What is required.
Nothing in the records may be altered, and no picture may be included. Restate them in full.

[Data records]
——

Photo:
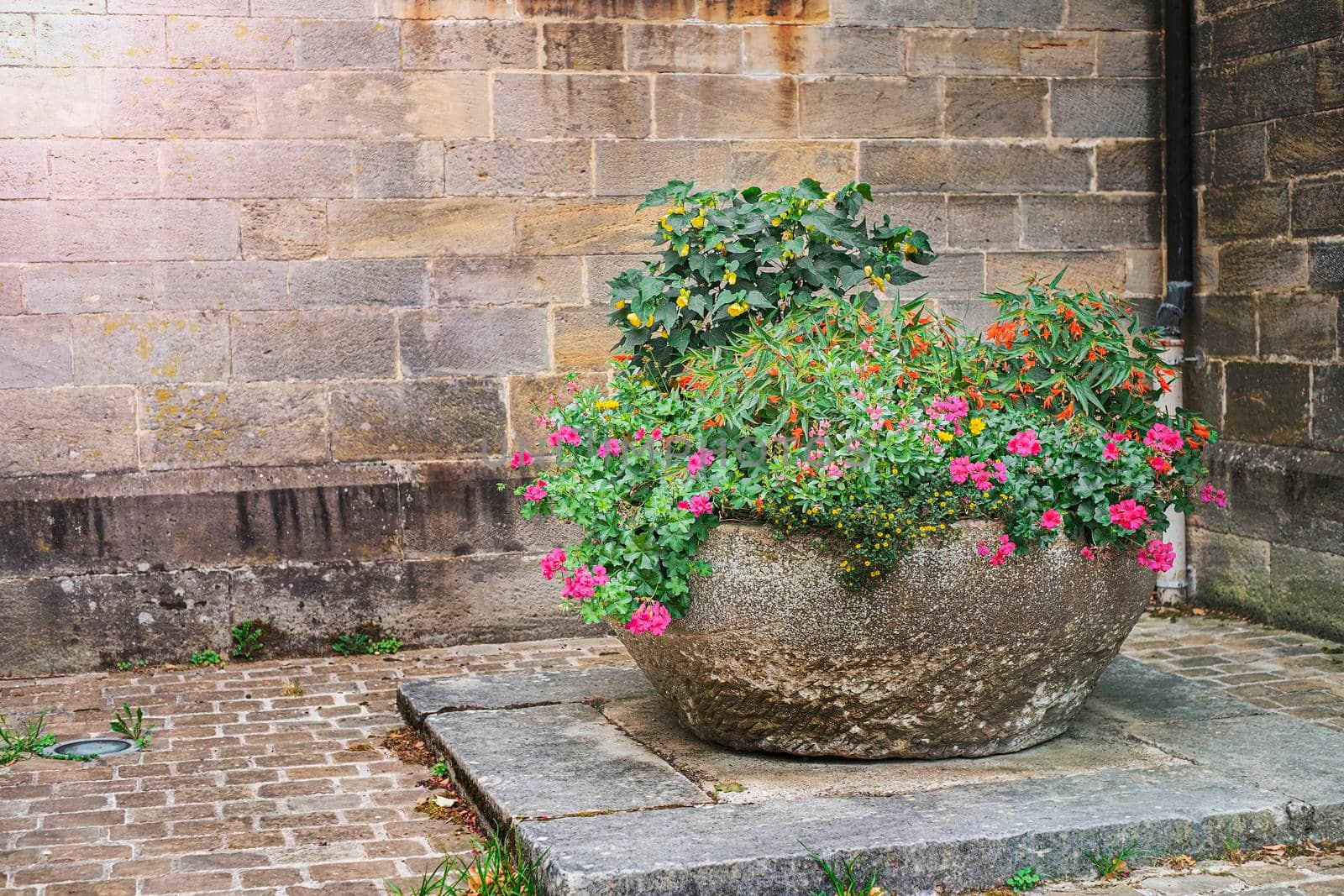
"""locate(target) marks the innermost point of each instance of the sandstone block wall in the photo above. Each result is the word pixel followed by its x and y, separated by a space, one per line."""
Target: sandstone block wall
pixel 286 275
pixel 1270 164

——

Expected answer.
Photo:
"""locate(target) marks the innermost point of each instance of the sandstone block wall in the photo above. Each result is the word pixel followed by its x and y, separated by a space, one per line."""
Target: sandstone block wall
pixel 286 275
pixel 1270 164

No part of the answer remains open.